**PROVIDED DATA**

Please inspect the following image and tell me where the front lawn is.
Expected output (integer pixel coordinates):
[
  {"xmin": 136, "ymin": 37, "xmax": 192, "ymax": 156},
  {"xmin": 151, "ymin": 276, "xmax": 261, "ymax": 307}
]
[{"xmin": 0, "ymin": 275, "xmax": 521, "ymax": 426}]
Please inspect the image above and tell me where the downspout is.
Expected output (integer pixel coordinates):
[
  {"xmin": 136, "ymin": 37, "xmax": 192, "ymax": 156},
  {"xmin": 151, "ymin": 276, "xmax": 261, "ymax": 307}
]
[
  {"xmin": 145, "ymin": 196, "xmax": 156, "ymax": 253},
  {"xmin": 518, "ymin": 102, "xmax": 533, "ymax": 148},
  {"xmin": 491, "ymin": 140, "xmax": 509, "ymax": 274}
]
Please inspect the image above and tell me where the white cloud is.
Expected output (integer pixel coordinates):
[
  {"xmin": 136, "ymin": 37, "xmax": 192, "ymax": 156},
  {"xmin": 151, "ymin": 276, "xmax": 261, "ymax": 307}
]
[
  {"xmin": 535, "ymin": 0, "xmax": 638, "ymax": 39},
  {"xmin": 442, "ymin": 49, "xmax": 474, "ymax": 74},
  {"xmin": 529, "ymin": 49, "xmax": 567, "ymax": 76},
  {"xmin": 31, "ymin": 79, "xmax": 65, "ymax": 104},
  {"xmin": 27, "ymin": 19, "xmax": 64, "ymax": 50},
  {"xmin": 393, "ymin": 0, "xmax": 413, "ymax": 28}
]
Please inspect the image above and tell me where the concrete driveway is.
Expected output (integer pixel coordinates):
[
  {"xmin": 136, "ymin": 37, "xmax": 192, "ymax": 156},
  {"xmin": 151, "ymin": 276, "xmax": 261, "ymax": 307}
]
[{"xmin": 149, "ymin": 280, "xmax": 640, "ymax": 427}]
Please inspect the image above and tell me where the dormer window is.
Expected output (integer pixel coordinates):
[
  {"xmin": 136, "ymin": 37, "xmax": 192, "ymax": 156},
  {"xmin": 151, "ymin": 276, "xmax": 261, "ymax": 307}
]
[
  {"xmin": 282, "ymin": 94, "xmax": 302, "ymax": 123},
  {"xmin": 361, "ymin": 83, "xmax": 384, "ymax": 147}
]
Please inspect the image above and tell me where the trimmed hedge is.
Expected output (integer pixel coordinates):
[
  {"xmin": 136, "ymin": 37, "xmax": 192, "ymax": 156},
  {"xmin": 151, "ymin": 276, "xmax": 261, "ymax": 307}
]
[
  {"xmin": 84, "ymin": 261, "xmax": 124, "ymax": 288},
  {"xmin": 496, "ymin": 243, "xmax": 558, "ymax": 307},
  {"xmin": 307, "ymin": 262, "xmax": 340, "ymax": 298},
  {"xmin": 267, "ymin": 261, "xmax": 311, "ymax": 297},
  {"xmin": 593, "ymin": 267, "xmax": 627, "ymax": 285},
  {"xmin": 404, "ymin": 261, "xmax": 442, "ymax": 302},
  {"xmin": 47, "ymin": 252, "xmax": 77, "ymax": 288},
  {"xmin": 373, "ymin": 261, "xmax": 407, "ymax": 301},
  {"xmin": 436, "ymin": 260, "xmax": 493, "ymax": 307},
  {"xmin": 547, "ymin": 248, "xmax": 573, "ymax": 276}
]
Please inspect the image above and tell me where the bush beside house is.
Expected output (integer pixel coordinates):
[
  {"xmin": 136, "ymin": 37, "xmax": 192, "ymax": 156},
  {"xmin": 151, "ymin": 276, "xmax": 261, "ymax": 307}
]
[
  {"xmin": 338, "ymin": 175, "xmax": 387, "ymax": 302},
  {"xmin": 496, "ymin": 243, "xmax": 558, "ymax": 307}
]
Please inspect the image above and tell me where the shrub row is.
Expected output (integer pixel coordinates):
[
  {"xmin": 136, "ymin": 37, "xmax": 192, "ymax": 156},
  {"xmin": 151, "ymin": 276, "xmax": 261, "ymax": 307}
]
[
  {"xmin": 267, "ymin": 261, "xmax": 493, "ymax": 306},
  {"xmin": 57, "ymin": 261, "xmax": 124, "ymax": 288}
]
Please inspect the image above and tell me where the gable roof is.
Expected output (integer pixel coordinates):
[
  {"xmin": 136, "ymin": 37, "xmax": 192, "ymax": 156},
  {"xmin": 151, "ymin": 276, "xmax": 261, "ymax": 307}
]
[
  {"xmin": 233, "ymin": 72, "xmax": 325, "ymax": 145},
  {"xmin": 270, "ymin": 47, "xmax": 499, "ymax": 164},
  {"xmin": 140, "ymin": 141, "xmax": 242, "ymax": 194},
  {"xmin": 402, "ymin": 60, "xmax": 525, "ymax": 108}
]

**TASK DESCRIPTION**
Rewrite the entries from the line containing "Please inspect the image above and tell me where the bush" through the end of the entries, keeping each request and its sample output. Add 54 to every bounding-box coordinate in the answers, and leave the sample coordinates unchanged.

**WRITTEN REPLY**
Please inspect the image above and tell me where the bush beside house is.
Expected output (integer pixel coordinates):
[
  {"xmin": 136, "ymin": 37, "xmax": 192, "ymax": 156},
  {"xmin": 151, "ymin": 276, "xmax": 261, "ymax": 307}
]
[
  {"xmin": 392, "ymin": 229, "xmax": 441, "ymax": 356},
  {"xmin": 550, "ymin": 297, "xmax": 612, "ymax": 361}
]
Please inspect the image above and tell me where the shrub row is.
Expected output (integer pixel coordinates):
[
  {"xmin": 136, "ymin": 37, "xmax": 192, "ymax": 156},
  {"xmin": 151, "ymin": 276, "xmax": 261, "ymax": 307}
]
[
  {"xmin": 321, "ymin": 315, "xmax": 547, "ymax": 360},
  {"xmin": 111, "ymin": 315, "xmax": 178, "ymax": 342}
]
Please inspect the image above and tell me where the gable roof is.
Expected output (integer pixel coordinates):
[
  {"xmin": 136, "ymin": 37, "xmax": 192, "ymax": 156},
  {"xmin": 151, "ymin": 276, "xmax": 261, "ymax": 307}
]
[
  {"xmin": 287, "ymin": 126, "xmax": 379, "ymax": 199},
  {"xmin": 324, "ymin": 101, "xmax": 553, "ymax": 218},
  {"xmin": 194, "ymin": 195, "xmax": 296, "ymax": 248},
  {"xmin": 456, "ymin": 114, "xmax": 579, "ymax": 162}
]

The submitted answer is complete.